| EXERCISE OBJECTIVE |
Every line below between the one holding "Query: statue's hand" and the one holding "Query: asphalt ground", inclusive, should be copied exactly, and no other line.

─── RECORDS FOR THE TASK ───

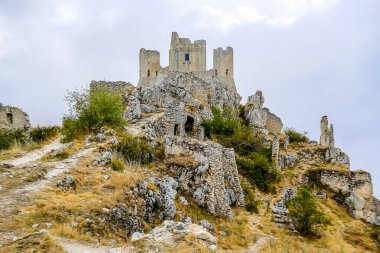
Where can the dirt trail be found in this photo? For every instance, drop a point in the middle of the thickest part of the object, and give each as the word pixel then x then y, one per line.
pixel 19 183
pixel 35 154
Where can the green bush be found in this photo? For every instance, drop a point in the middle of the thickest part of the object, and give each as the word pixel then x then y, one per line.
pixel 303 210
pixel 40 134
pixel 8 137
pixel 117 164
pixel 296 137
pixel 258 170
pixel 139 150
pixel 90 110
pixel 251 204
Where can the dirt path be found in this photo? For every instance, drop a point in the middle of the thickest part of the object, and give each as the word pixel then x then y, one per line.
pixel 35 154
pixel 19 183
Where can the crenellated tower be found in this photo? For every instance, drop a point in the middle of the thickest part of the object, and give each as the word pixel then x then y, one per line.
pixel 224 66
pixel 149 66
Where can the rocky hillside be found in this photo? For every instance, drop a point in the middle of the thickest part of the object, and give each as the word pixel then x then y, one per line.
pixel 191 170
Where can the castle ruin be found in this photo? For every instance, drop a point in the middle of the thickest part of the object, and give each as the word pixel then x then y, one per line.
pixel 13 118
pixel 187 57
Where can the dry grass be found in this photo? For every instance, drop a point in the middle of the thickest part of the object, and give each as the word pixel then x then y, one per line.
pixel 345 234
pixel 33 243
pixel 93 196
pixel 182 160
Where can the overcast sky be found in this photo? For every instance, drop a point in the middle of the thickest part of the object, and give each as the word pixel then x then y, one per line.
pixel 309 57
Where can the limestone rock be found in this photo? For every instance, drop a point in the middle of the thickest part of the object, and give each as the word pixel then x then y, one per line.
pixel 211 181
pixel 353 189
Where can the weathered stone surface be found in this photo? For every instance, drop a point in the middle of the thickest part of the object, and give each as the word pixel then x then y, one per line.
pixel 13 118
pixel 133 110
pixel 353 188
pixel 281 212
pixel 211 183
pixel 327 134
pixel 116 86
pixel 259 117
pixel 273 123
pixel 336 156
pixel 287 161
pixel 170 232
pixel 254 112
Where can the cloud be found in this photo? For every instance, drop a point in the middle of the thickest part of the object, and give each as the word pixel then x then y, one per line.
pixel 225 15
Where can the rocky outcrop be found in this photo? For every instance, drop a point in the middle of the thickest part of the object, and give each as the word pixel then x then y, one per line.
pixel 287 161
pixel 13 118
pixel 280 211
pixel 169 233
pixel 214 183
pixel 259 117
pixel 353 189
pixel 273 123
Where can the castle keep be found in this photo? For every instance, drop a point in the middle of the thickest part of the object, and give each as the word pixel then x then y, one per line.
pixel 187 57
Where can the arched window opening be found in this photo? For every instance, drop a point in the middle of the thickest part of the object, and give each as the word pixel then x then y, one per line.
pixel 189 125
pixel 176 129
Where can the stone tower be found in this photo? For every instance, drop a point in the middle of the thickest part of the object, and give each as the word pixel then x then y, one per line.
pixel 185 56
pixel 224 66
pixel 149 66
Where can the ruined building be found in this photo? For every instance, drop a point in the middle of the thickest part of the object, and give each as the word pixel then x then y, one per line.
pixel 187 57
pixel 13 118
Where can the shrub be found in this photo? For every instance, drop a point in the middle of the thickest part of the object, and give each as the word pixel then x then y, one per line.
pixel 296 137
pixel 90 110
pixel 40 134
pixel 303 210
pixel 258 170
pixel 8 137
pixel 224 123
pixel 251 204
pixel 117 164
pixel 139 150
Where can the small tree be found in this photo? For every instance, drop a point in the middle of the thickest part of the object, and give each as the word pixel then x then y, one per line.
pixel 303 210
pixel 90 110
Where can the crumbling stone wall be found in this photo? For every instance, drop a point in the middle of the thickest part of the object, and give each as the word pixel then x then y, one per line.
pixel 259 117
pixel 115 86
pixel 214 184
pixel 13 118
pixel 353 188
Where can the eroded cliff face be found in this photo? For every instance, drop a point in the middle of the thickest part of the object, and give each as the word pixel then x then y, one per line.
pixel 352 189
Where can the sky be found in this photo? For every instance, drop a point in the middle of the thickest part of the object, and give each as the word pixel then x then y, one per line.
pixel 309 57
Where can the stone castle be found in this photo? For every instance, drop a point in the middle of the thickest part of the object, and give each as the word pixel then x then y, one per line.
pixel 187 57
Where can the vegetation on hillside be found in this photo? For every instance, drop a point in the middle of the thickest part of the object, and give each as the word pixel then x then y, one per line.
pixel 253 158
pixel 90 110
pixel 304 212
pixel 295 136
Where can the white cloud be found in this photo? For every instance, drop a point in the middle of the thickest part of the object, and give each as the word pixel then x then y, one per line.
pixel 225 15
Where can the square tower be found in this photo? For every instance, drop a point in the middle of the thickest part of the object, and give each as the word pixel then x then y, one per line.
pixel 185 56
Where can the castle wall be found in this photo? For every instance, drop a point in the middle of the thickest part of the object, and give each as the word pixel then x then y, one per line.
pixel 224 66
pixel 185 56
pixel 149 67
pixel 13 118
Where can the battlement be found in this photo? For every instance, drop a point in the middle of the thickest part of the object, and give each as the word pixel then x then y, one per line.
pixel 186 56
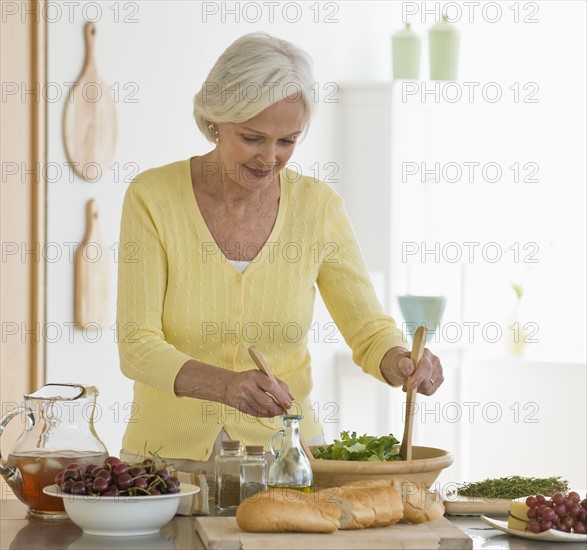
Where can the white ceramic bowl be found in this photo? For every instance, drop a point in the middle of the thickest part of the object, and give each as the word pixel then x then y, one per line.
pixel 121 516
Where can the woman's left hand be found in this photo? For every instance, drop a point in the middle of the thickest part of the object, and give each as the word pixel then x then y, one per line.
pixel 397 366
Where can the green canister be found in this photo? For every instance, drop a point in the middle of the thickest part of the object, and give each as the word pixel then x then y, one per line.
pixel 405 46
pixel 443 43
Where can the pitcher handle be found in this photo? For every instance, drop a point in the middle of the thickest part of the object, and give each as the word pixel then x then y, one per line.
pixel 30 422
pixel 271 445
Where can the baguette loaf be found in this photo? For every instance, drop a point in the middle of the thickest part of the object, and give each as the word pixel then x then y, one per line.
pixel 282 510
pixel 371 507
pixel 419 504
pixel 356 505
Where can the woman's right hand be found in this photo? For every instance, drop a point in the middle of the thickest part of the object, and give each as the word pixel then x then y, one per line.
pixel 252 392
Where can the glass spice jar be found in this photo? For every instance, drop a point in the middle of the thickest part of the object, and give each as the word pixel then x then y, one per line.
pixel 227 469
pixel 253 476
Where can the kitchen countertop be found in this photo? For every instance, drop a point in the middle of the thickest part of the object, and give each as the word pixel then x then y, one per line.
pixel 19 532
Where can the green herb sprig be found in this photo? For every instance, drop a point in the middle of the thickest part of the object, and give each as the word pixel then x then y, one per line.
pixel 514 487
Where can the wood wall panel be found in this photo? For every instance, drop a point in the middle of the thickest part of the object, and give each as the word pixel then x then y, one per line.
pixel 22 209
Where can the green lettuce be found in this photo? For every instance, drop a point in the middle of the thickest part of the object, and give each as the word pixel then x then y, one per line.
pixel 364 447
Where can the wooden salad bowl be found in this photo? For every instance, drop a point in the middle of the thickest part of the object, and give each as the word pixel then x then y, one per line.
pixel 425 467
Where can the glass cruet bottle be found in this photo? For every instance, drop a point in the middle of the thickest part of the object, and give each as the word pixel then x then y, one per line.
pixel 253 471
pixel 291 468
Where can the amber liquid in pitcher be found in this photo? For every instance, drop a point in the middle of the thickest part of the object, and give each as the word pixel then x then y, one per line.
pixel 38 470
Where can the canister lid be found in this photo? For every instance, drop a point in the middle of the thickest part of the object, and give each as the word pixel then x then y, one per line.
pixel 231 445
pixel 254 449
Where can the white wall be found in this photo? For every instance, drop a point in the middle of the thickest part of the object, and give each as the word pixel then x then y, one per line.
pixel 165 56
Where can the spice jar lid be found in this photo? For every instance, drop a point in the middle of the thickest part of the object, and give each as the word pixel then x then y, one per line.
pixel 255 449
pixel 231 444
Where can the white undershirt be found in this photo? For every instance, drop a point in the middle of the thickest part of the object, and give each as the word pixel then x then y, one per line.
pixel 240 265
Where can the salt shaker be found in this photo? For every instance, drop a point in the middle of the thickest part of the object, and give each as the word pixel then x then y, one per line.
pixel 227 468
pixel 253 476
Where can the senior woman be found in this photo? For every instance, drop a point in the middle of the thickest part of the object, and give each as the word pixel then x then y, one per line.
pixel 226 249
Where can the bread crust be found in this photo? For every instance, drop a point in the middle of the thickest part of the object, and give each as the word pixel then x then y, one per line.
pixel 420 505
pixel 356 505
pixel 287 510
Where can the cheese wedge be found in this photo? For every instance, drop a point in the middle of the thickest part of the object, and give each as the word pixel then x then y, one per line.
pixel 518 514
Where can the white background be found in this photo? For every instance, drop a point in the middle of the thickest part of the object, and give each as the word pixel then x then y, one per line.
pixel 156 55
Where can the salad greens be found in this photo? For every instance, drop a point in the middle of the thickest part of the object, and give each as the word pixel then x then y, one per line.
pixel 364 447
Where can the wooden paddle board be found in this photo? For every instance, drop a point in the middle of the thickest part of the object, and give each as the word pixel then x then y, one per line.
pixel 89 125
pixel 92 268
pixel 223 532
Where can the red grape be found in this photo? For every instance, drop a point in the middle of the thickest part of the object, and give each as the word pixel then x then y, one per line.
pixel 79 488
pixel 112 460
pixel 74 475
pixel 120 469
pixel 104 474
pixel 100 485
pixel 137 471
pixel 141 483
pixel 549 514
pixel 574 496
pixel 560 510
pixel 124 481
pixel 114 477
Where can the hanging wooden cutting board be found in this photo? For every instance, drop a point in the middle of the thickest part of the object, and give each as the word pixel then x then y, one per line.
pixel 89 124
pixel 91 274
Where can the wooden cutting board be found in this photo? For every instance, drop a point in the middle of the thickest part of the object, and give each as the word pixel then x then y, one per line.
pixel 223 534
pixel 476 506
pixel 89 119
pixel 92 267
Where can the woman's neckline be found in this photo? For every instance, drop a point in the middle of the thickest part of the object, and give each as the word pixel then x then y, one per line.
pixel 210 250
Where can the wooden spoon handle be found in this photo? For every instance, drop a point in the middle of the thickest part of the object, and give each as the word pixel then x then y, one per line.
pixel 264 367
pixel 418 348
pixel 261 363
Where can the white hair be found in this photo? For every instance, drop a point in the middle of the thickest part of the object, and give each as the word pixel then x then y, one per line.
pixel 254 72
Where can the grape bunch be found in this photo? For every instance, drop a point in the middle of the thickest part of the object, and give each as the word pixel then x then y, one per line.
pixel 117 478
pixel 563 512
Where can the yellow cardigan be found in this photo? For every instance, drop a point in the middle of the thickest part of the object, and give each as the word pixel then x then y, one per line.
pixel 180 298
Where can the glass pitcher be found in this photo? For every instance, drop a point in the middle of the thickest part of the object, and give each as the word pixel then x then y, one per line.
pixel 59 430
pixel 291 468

───
─── RECORDS FOR THE TASK ───

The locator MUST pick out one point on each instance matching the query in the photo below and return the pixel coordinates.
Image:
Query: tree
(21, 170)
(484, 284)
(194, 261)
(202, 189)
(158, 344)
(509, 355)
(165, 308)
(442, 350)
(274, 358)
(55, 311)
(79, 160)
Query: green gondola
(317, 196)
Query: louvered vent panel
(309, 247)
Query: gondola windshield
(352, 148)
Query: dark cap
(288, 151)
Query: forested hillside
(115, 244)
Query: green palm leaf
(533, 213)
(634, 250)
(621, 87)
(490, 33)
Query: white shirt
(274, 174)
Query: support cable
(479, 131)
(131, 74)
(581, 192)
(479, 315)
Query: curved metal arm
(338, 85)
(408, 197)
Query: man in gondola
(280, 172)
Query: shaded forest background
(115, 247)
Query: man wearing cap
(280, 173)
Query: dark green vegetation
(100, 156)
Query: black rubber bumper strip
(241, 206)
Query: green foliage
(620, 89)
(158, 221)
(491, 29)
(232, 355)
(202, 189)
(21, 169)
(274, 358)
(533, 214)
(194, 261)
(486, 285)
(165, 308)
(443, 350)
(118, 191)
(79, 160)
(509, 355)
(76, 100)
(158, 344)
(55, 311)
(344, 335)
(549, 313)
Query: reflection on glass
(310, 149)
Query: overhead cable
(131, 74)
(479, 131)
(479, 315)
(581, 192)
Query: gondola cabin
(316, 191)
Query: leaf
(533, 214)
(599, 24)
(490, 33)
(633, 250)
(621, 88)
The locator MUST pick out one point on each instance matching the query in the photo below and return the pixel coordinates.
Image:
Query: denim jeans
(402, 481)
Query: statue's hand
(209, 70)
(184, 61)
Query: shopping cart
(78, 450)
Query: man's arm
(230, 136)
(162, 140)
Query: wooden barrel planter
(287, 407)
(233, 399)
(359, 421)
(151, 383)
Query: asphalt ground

───

| ANSWER TO THE PROBLEM |
Query: statue's hand
(209, 70)
(184, 61)
Query: shopping cart
(78, 450)
Query: man's arm
(230, 136)
(162, 140)
Query: wooden barrel planter
(287, 407)
(233, 399)
(359, 421)
(151, 383)
Query: asphalt ground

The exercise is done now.